*** GIVEN DATA

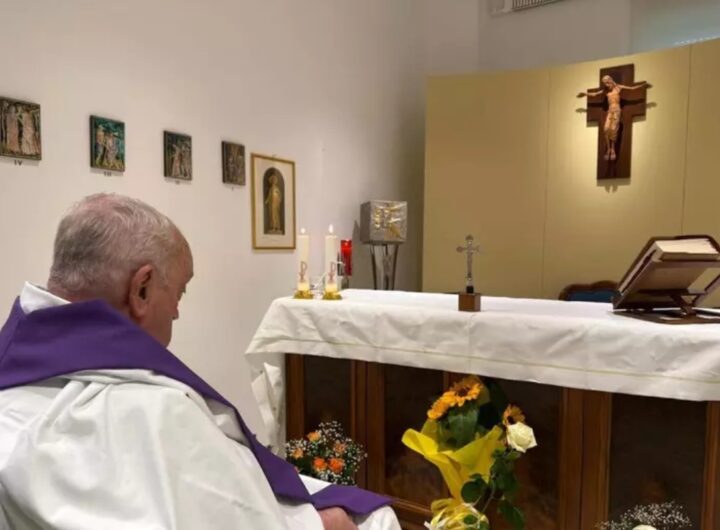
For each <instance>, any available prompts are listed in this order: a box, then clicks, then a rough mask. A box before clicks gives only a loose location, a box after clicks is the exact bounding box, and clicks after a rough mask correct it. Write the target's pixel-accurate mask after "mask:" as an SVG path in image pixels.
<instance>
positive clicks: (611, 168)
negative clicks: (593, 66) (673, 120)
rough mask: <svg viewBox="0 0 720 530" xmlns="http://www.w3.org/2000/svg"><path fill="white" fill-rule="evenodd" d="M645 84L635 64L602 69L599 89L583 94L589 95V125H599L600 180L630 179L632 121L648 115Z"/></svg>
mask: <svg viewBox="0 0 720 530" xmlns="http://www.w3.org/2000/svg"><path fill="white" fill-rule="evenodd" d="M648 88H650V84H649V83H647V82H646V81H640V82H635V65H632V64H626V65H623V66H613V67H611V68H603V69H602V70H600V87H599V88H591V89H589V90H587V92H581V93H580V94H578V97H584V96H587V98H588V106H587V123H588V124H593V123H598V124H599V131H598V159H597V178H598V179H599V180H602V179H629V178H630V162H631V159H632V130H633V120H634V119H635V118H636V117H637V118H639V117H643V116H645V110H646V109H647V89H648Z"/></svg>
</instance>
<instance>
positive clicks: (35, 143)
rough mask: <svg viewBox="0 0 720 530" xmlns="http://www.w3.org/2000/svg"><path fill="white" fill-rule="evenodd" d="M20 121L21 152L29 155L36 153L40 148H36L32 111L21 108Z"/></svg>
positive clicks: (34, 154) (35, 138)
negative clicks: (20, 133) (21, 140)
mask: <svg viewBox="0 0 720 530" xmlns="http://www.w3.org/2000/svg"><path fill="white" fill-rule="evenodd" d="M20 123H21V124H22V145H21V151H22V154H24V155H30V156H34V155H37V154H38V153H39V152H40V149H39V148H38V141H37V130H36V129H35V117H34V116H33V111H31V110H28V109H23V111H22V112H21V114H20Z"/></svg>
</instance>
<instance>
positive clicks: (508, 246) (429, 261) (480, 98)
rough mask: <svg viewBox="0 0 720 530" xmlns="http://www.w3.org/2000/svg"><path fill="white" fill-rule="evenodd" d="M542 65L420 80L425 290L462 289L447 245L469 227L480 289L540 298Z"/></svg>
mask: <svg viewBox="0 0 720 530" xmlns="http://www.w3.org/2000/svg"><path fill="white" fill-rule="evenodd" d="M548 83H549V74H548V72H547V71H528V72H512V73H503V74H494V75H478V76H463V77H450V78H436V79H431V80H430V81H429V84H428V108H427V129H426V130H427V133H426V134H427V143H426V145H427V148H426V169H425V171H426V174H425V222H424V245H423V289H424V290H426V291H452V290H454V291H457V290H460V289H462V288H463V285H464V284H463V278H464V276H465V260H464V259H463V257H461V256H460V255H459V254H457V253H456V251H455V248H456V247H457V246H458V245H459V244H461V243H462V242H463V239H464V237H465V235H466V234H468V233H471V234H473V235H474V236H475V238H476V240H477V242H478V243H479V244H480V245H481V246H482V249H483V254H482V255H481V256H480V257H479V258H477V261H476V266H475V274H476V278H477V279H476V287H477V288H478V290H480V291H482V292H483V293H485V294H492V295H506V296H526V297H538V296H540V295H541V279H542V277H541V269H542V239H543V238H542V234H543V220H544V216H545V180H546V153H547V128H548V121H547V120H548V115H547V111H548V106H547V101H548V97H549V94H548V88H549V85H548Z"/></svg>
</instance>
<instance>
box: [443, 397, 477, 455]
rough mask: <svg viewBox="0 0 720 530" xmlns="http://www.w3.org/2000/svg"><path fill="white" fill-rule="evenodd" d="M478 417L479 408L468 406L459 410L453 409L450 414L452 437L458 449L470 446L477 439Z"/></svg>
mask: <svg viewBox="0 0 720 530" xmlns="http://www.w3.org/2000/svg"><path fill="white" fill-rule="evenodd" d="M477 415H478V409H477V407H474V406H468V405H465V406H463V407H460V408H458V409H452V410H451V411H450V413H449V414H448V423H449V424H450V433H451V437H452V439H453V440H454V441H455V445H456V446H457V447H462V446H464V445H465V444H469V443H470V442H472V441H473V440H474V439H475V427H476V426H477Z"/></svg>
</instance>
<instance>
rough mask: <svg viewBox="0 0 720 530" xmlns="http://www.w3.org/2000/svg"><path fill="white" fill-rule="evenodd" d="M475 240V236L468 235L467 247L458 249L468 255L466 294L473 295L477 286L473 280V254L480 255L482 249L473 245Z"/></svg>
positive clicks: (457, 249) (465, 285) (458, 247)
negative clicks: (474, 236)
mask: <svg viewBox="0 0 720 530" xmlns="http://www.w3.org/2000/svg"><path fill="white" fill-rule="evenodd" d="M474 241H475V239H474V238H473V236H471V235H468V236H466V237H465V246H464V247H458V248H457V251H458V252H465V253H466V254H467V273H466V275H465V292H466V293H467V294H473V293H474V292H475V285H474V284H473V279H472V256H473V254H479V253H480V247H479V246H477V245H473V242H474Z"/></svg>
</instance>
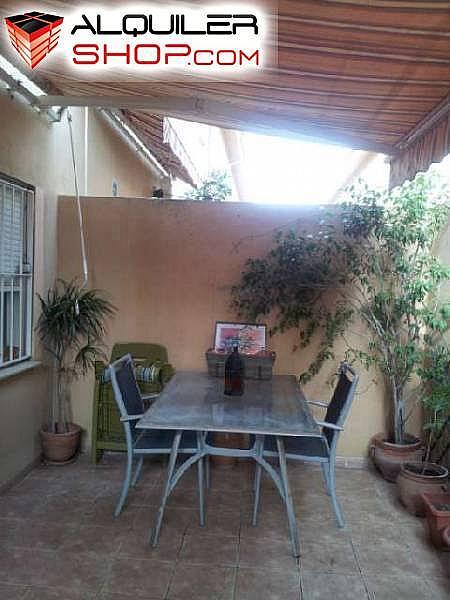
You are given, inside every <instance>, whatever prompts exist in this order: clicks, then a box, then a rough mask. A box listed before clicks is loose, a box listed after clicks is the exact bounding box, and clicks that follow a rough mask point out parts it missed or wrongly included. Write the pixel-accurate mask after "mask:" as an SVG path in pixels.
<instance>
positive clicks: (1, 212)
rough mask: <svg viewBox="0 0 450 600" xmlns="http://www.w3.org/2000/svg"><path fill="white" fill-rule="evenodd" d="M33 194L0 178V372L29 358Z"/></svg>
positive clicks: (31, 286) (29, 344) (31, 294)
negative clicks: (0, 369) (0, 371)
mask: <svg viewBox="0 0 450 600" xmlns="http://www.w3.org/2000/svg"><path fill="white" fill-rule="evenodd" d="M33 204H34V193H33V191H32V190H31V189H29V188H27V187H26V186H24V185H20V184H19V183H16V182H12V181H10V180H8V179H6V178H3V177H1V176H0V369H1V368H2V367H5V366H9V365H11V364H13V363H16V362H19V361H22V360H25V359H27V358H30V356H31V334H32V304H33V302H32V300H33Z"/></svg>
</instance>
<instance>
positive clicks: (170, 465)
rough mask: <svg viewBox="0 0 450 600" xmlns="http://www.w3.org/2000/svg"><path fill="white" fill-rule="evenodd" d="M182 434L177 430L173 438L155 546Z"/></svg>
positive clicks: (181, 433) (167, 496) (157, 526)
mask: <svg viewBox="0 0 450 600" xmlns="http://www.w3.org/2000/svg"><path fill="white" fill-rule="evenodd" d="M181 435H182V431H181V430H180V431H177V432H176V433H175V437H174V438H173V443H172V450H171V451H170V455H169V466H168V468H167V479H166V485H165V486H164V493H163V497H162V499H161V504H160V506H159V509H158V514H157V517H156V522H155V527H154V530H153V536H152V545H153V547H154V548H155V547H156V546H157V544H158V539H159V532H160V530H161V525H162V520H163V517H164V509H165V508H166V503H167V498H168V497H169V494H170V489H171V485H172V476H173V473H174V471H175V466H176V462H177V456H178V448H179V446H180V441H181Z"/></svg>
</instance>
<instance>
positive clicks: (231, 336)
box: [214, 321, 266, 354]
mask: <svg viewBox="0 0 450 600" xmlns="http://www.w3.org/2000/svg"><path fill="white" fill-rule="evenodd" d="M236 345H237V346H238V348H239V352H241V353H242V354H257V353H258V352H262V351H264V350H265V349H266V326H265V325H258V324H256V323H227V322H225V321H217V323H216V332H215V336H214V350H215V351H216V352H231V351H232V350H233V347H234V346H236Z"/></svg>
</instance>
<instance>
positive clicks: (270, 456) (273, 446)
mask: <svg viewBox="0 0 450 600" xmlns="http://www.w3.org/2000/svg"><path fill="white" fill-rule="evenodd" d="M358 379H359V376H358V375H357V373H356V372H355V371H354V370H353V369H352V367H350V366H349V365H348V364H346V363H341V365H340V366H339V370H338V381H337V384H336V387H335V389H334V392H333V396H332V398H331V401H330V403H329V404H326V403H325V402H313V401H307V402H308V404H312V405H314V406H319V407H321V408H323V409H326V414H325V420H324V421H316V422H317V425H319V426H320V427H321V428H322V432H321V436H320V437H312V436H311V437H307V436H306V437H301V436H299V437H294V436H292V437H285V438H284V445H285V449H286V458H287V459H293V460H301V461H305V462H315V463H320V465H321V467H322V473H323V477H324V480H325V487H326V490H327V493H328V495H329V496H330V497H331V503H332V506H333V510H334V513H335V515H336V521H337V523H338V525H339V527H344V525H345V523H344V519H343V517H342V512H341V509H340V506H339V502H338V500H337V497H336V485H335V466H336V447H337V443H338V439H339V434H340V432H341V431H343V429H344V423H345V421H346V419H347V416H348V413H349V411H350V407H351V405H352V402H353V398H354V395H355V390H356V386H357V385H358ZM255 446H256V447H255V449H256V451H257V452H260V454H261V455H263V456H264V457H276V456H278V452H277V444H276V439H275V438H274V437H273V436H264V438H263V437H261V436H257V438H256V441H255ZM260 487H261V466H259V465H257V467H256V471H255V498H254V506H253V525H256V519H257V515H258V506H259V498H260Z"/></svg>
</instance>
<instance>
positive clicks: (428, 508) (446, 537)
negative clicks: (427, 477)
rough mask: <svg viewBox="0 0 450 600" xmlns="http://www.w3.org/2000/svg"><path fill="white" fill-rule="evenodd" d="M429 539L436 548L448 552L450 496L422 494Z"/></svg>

******

EXERCISE GOAL: Return every line from the rows above that contains the string "negative", copying each one verbatim.

EXPECTED ANSWER:
negative clicks: (593, 66) (673, 120)
negative clicks: (20, 133) (21, 140)
negative clicks: (474, 236)
negative clicks: (0, 369) (0, 371)
negative clicks: (427, 477)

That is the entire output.